Observability: Where is it heading?

Observability is a hot topic in software and system engineering circles even though it is poorly defined and largely misunderstood. At this point in time, it would seem impossible to state what observability is and how does it differ from monitoring. There is so much vendor noise as well as nonsense and misinformation regarding pillarsplatformspipelinesunknown unknowns, and deep systems that any talk of signals, the beginnings of a path to complex systems seeing, sensing, and steering, is likely to be ignored or discarded.

It is far easier to state what observability was before the hype than to describe and demonstrate the mammoth beast it is today, consisting of many yesteryear technology entanglements dragged along until there is no longer a market advantage in doing so. But we should only look back if it can help us see ahead, from where we are currently. While the current sliver of a present is undoubtedly shrouded in confusion and corruption, there is much to be gained in reflection and thinking forward. But where does one begin, and what aspect of the past would help us reflect on where things went amiss and better direct any contemplation of future possibilities?

We could look at the environment-generated problems that presented themselves at various stages along the path taken. Or the products and technologies that disrupted and dominated the mindshare of the masses over the years. Then there are the industry standards that gained some traction in the area of instrumentation and measurement – from application response measurement to more open telemetry libraries. This would also need to be framed in terms of technologies and trends that occurred elsewhere in the industry; this aspect is crucial because much of the effort of late in the observability vendor solution space is not directed at innovation but more with adapting existing techniques, technologies, and tools to the cloud, containers, and new code constructs.

[INFORMATION SUPPLIED]
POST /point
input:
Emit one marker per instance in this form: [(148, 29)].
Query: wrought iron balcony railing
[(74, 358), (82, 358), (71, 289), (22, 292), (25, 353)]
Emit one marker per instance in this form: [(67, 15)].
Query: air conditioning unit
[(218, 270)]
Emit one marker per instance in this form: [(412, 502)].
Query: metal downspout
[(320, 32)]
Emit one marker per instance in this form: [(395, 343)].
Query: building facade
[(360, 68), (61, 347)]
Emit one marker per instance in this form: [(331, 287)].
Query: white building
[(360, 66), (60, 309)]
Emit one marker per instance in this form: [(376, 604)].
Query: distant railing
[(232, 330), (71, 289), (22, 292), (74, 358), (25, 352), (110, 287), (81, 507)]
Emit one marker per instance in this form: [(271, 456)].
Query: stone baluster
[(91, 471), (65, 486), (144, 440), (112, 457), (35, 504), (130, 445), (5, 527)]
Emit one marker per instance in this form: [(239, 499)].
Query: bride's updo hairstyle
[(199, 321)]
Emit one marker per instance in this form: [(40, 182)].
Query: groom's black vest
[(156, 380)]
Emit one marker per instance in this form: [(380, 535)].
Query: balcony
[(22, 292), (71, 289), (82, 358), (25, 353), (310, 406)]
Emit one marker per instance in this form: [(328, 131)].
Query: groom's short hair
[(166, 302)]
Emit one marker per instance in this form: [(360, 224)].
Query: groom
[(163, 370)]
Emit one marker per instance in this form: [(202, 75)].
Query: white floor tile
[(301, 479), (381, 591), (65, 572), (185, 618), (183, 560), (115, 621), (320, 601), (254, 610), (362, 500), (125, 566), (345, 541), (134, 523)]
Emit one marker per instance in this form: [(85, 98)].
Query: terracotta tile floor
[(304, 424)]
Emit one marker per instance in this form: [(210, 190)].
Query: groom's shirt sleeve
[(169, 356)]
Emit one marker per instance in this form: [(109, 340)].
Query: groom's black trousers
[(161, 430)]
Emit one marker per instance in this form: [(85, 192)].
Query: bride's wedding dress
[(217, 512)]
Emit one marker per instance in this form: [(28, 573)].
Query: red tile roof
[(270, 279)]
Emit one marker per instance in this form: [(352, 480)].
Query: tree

[PROBLEMS TO SOLVE]
1. Answer these questions about the observability article:
(a) What is far easier to state than describing what observability is today?
(b) In what area did industry standards gain some traction?
(c) Rather than innovation, what is much recent effort in the observability vendor solution space directed at?
2. Write out the passage of the observability article starting at "Observability is a hot" and ending at "ignored or discarded.".
3. Please extend the observability article, picking up right after its final paragraph.

[TASK ANSWERS]
1.
(a) What observability was before the hype.
(b) Instrumentation and measurement.
(c) Adapting existing techniques, technologies, and tools to the cloud, containers, and new code constructs.

2.
Observability is a hot topic in software and system engineering circles even though it is poorly defined and largely misunderstood. At this point in time, it would seem impossible to state what observability is and how does it differ from monitoring. There is so much vendor noise as well as nonsense and misinformation regarding pillarsplatformspipelinesunknown unknowns, and deep systems that any talk of signals, the beginnings of a path to complex systems seeing, sensing, and steering, is likely to be ignored or discarded.

3.
Instead of digging ourselves deep down into the data and details, which many observability solutions readily encourage their users to do, I will attempt to explain the past and foresee the future of observability in terms of the two most essential conceptual elements to human experience and cognition – space (locality) and time (temporality). Let’s start with space, though it is intertwined with time.

In the beginning, the machine was monitored and managed nearly exclusively and mainly in isolation. The operator installed software, and the operating system and other tools and packages helped the operator monitor and troubleshoot performance problems. Most of the operator’s monitoring (now relabeled as observability) data, rendered on a display attached to the hardware, was transient apart from some logs. Data rarely exited from the machine except by way of printed sheets or in the operator’s mind. Of course, this is a gross simplification, but it will serve our purpose for now. What is important to note here is that there was a direct space-time connection between the human operator and machine execution. The visual perception of data was the equivalent of observability, except that it was transmitted to the human present and rarely stored. There was a feedback loop between human action, running a job, and the operating system’s performance indicators – the processor and disk lightbulbs visible in the hardware casing.

The next phase was the client-server era, with operators now having to connect remotely to machines to view and collect logs for analysis. There was no collocation anymore of human and machine, so much more of the observability data was stored on the machine but still very limited in its time window. It was still manageable with a few servers. Over time, operators implemented automation to ping each of the black boxes and collect enough information to assess some degree of state. But with sampling, there were data gaps.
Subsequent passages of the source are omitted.